==== Brano selezionato

In sintesi, il nuovo Patto prevede controlli più severi sui migranti che arrivano nell’Unione europea, con procedure che dovrebbero essere rapide (e quindi spesso superficiali, riguardando persone nel bisogno), con centri di permanenza detentiva (che finora sono stati vere e proprie prigioni mal gestite) vicino alle frontiere, in modo da rendere più rapido il rimpatrio di chi non ha diritto ad alcuna forma di protezione e con un meccanismo di solidarietà obbligatorio per fornire aiuto agli stati membri con una forte e critica pressione migratoria.

I diritti umani, la dignità delle persone (sempre, specie se in stato di detenzione amministrativa), la particolare tutela da garantire ai minori e alle donne, le condizioni di accoglienza, rimangono quasi in sottofondo, quasi per dovere, per rispondere al Parlamento europeo che ha chiesto garanzie su un meccanismo di monitoraggio dei diritti fondamentali, sulle condizioni di accoglienza delle famiglie con bambini piccoli e sull’accesso alla consulenza legale gratuita per i migranti.

========
==== Contenuto del dataset

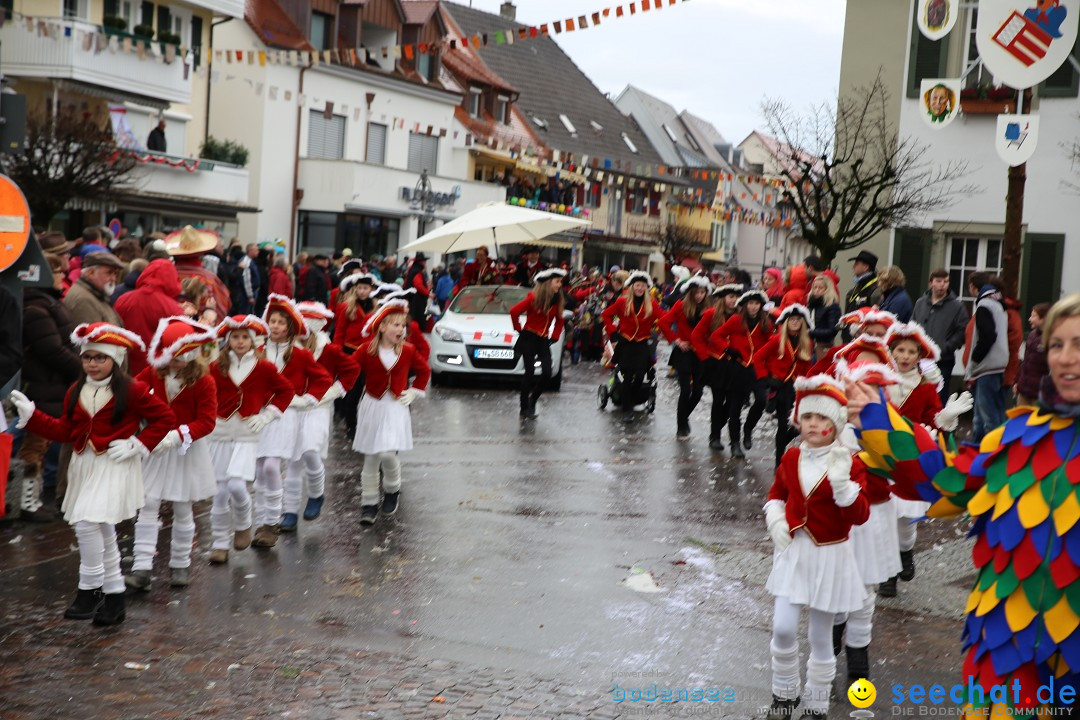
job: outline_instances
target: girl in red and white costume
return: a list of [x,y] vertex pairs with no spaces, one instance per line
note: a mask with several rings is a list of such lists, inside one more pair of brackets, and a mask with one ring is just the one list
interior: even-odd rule
[[255,315],[226,317],[217,327],[225,347],[210,368],[217,389],[217,425],[210,436],[217,481],[210,513],[213,563],[229,560],[230,544],[238,551],[252,544],[247,483],[255,479],[259,434],[279,421],[293,399],[293,385],[258,350],[267,332]]
[[[417,348],[405,341],[408,303],[388,300],[367,321],[368,342],[355,355],[364,376],[356,437],[352,449],[364,454],[360,474],[360,521],[372,525],[379,515],[379,470],[382,471],[382,514],[397,512],[402,468],[397,453],[413,449],[409,405],[424,396],[431,368]],[[409,378],[413,379],[411,385]]]
[[11,398],[18,427],[72,445],[62,510],[79,543],[79,590],[64,616],[116,625],[124,620],[116,526],[143,506],[143,459],[176,426],[176,419],[146,384],[123,370],[127,353],[146,351],[137,335],[94,323],[77,327],[71,342],[82,356],[82,377],[68,390],[60,418],[37,410],[17,390]]
[[[309,410],[300,410],[300,435],[293,459],[285,471],[285,497],[281,518],[282,532],[296,530],[297,513],[300,510],[300,488],[307,479],[308,503],[303,507],[303,519],[314,520],[323,511],[326,487],[326,468],[323,461],[329,451],[330,421],[334,419],[334,402],[343,397],[356,382],[360,365],[354,355],[347,355],[341,348],[330,342],[323,328],[334,317],[334,313],[321,302],[300,302],[300,311],[308,327],[308,338],[302,341],[305,350],[334,379],[334,384],[323,395],[319,405]],[[301,341],[297,341],[298,343]],[[302,478],[301,478],[302,473]]]
[[[521,355],[525,367],[521,398],[523,418],[537,417],[537,400],[551,380],[551,347],[563,335],[564,277],[565,270],[541,270],[532,276],[534,290],[510,309],[510,323],[517,332],[514,352]],[[525,315],[524,326],[522,315]],[[534,380],[537,359],[540,361],[540,379]]]
[[807,376],[812,359],[810,309],[799,303],[789,304],[780,311],[777,331],[754,354],[757,382],[766,386],[766,410],[777,416],[778,466],[787,444],[795,437],[788,422],[792,406],[795,405],[795,380]]
[[308,438],[310,443],[303,441],[301,433],[305,423],[301,422],[301,415],[319,405],[334,384],[334,379],[310,352],[296,347],[298,339],[308,337],[308,326],[292,298],[271,293],[267,298],[262,322],[269,331],[264,355],[289,382],[295,393],[281,420],[259,435],[256,453],[255,536],[252,545],[273,547],[278,544],[281,531],[279,526],[284,495],[282,461],[299,460],[305,450],[313,449],[316,445],[321,450],[321,438],[312,435]]
[[[941,350],[917,323],[895,324],[889,328],[885,342],[892,355],[900,380],[888,389],[889,402],[902,416],[932,430],[953,432],[961,415],[972,408],[971,393],[954,394],[942,408],[939,394],[943,382],[937,361]],[[881,582],[878,592],[883,597],[895,597],[896,580],[915,578],[915,540],[918,534],[916,520],[927,514],[930,503],[893,498],[896,510],[896,529],[900,535],[900,563],[902,569]]]
[[150,341],[149,367],[138,376],[151,393],[168,403],[176,427],[143,461],[146,502],[135,522],[135,562],[125,578],[133,589],[150,589],[162,501],[173,505],[170,585],[188,584],[195,536],[191,505],[213,498],[216,489],[210,441],[204,439],[217,422],[217,389],[207,367],[216,341],[211,327],[184,316],[165,317]]
[[866,467],[837,441],[847,424],[843,390],[828,376],[795,383],[795,418],[801,443],[784,453],[765,503],[775,545],[766,588],[775,597],[772,616],[772,707],[769,718],[791,718],[799,704],[799,616],[810,613],[802,718],[828,716],[836,677],[833,616],[866,600],[851,543],[851,527],[866,521]]

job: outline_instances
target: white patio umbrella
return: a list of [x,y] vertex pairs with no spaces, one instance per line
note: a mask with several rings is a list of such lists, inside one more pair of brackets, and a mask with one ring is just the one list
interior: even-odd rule
[[435,228],[422,237],[397,248],[399,255],[413,253],[460,253],[481,245],[499,243],[565,246],[565,241],[546,240],[550,235],[592,225],[589,220],[567,215],[544,213],[528,207],[490,203]]

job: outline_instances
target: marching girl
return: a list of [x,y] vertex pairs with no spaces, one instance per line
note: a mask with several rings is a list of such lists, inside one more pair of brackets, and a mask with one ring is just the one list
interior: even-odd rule
[[11,398],[17,427],[72,445],[62,510],[79,543],[79,589],[64,616],[116,625],[124,620],[116,525],[135,517],[143,505],[141,461],[176,419],[168,405],[123,370],[127,353],[146,350],[137,335],[109,323],[83,324],[71,342],[79,349],[82,375],[64,398],[62,417],[37,410],[17,390]]
[[[278,422],[293,400],[293,385],[262,357],[267,326],[255,315],[226,317],[217,328],[225,347],[211,368],[217,388],[217,425],[210,437],[217,491],[210,512],[210,561],[228,562],[229,545],[252,544],[252,495],[259,434]],[[233,534],[233,529],[235,533]]]
[[[534,289],[525,299],[510,309],[510,322],[517,332],[514,351],[522,356],[525,375],[522,376],[521,415],[537,417],[537,400],[551,380],[551,347],[563,335],[563,279],[566,271],[558,268],[541,270],[532,276]],[[522,325],[525,315],[525,325]],[[536,362],[540,361],[540,379],[535,380]]]
[[300,410],[299,437],[285,471],[282,532],[296,530],[297,514],[300,510],[300,488],[305,479],[308,486],[308,503],[303,507],[303,519],[314,520],[323,512],[323,501],[326,497],[326,468],[323,461],[329,451],[332,404],[352,390],[360,375],[360,365],[355,356],[347,355],[341,348],[330,342],[328,335],[323,332],[326,323],[333,320],[334,313],[321,302],[300,302],[296,309],[300,311],[308,327],[308,337],[297,342],[302,343],[300,347],[310,352],[329,373],[334,384],[323,395],[319,405],[308,410]]
[[[375,300],[372,290],[375,288],[375,275],[349,275],[338,285],[339,302],[334,312],[334,344],[347,355],[356,352],[364,344],[364,323],[367,316],[375,312]],[[396,287],[396,286],[395,286]],[[356,407],[363,394],[360,385],[338,402],[337,413],[345,418],[346,436],[352,440],[356,432]]]
[[216,340],[213,328],[187,317],[165,317],[150,341],[150,365],[138,376],[154,396],[168,403],[177,425],[143,461],[146,502],[135,521],[135,562],[124,579],[132,589],[150,589],[162,501],[173,504],[168,584],[188,584],[195,538],[191,505],[213,498],[216,490],[210,441],[204,439],[217,422],[217,389],[207,367]]
[[828,376],[795,382],[800,443],[784,453],[765,503],[775,546],[766,588],[775,598],[772,615],[772,706],[769,720],[789,720],[800,702],[799,616],[809,611],[802,718],[828,716],[836,677],[833,616],[863,607],[866,588],[848,541],[866,521],[869,504],[861,488],[866,467],[837,441],[847,424],[847,398]]
[[[728,383],[728,436],[731,439],[731,457],[745,458],[744,448],[752,447],[752,436],[757,421],[765,412],[765,389],[757,384],[754,371],[754,356],[769,341],[772,321],[762,311],[767,298],[761,290],[750,290],[739,297],[739,313],[732,315],[710,336],[710,343],[727,343],[725,354],[731,358],[731,375]],[[754,404],[746,415],[746,424],[741,425],[742,407],[751,392]],[[739,431],[743,431],[739,445]]]
[[[278,534],[281,532],[284,494],[282,460],[299,460],[308,449],[321,451],[318,423],[301,422],[301,413],[313,410],[319,405],[334,384],[334,379],[310,352],[296,347],[296,341],[306,339],[309,332],[303,316],[291,298],[271,293],[267,298],[262,320],[269,332],[264,354],[288,381],[295,393],[281,420],[259,435],[256,451],[255,536],[252,545],[273,547],[278,544]],[[305,424],[309,425],[309,430],[314,429],[307,438],[301,436]]]
[[612,361],[622,372],[622,410],[644,410],[642,385],[652,365],[650,340],[660,325],[660,308],[649,296],[652,281],[648,273],[635,270],[626,279],[626,291],[602,313],[604,329],[615,344]]
[[[813,359],[810,310],[795,303],[780,311],[777,332],[754,355],[758,383],[767,388],[766,409],[777,415],[777,465],[795,437],[789,423],[795,404],[795,380],[806,377]],[[771,407],[770,407],[771,406]]]
[[[888,388],[889,402],[902,416],[930,429],[953,432],[961,415],[972,408],[971,393],[953,394],[945,408],[939,395],[941,372],[937,361],[941,350],[916,323],[897,323],[890,326],[885,342],[892,362],[900,372],[896,384]],[[928,362],[923,362],[928,361]],[[929,372],[924,372],[929,370]],[[927,514],[930,503],[895,498],[896,529],[900,534],[900,562],[902,569],[881,582],[878,592],[882,597],[896,596],[896,579],[905,582],[915,578],[916,520]]]
[[[672,309],[660,318],[660,331],[672,344],[667,364],[678,373],[678,410],[676,411],[679,439],[690,437],[690,413],[698,407],[705,392],[704,365],[693,350],[693,330],[705,314],[705,297],[708,295],[708,279],[696,275],[681,286],[683,299],[676,300]],[[674,295],[674,291],[673,291]],[[714,313],[715,316],[715,313]],[[672,327],[675,331],[672,331]]]
[[742,285],[720,285],[708,294],[713,307],[701,315],[701,322],[690,334],[690,343],[698,359],[702,362],[704,384],[713,395],[713,410],[710,417],[708,447],[724,449],[724,426],[728,423],[728,380],[731,377],[731,359],[725,354],[727,341],[714,335],[729,317],[739,312],[735,303],[742,295]]
[[[379,516],[379,471],[382,471],[382,514],[397,512],[402,468],[397,453],[413,449],[409,405],[424,396],[431,368],[416,345],[406,342],[408,302],[383,302],[367,321],[368,342],[360,352],[364,397],[360,400],[352,449],[364,454],[360,474],[360,521],[373,525]],[[409,384],[409,377],[413,383]]]

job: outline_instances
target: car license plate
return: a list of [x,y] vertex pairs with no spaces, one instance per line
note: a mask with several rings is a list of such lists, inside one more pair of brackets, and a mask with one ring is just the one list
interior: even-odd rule
[[476,359],[514,359],[512,348],[477,348],[473,357]]

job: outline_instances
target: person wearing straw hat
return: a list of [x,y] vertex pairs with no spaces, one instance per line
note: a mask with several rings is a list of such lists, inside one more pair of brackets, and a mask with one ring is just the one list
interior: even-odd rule
[[213,253],[220,243],[221,239],[213,230],[195,229],[190,225],[165,235],[165,249],[176,263],[176,274],[179,275],[180,282],[183,283],[186,277],[197,277],[202,281],[214,295],[217,311],[226,316],[232,308],[229,288],[202,263],[203,256]]
[[143,506],[143,459],[176,426],[165,402],[124,370],[127,353],[145,351],[134,332],[109,323],[80,325],[71,334],[82,375],[71,385],[59,418],[46,416],[12,391],[18,427],[57,443],[70,443],[64,519],[79,544],[79,589],[68,620],[95,625],[124,621],[117,524]]
[[173,506],[168,584],[188,585],[195,536],[191,506],[213,498],[216,489],[210,441],[205,439],[217,423],[217,389],[208,367],[216,345],[214,328],[183,315],[163,318],[150,340],[149,367],[138,380],[168,403],[176,426],[143,461],[146,501],[135,521],[135,561],[124,579],[132,589],[150,589],[163,501]]
[[[541,270],[532,276],[535,289],[510,309],[510,322],[517,332],[515,355],[522,358],[522,418],[537,417],[537,402],[544,385],[551,380],[551,348],[563,335],[563,279],[566,271],[558,268]],[[522,325],[522,315],[525,324]],[[540,361],[540,379],[536,376],[536,362]]]

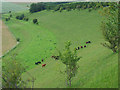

========

*Lavoro da svolgere*:
**a)** Nel brano sul nuovo Patto migratorio, quali garanzie ha chiesto il Parlamento europeo? Elencale tutte.
**b)** Riprendi il brano sul nuovo Patto migratorio dopo la sua ultima frase e proseguilo.
L'elenco è materiale a sé, distinto dal brano.

*Risposte per compito*:
**a)**
- Un meccanismo di monitoraggio dei diritti fondamentali
- Le condizioni di accoglienza delle famiglie con bambini piccoli
- L'accesso alla consulenza legale gratuita per i migranti

**b)**
Di accoglienza con criteri di umanità, di nuove regole per ingressi regolari in Europa per lavoro e studio, di migrazione circolare, di politiche attive di integrazione e di cittadinanza, di regolarizzazione di quanti già lavorano e studiano, di non discriminazione, di uscita dall’esclusivo approccio emergenziale e securitario, di narrazione e discorso pubblico parziali e lacunosi… di tutto questo il Parlamento e le Istituzioni europee quando si faranno carico come Unione e non più come insieme di singoli Stati, ciascuno a vista limitata ai propri confini?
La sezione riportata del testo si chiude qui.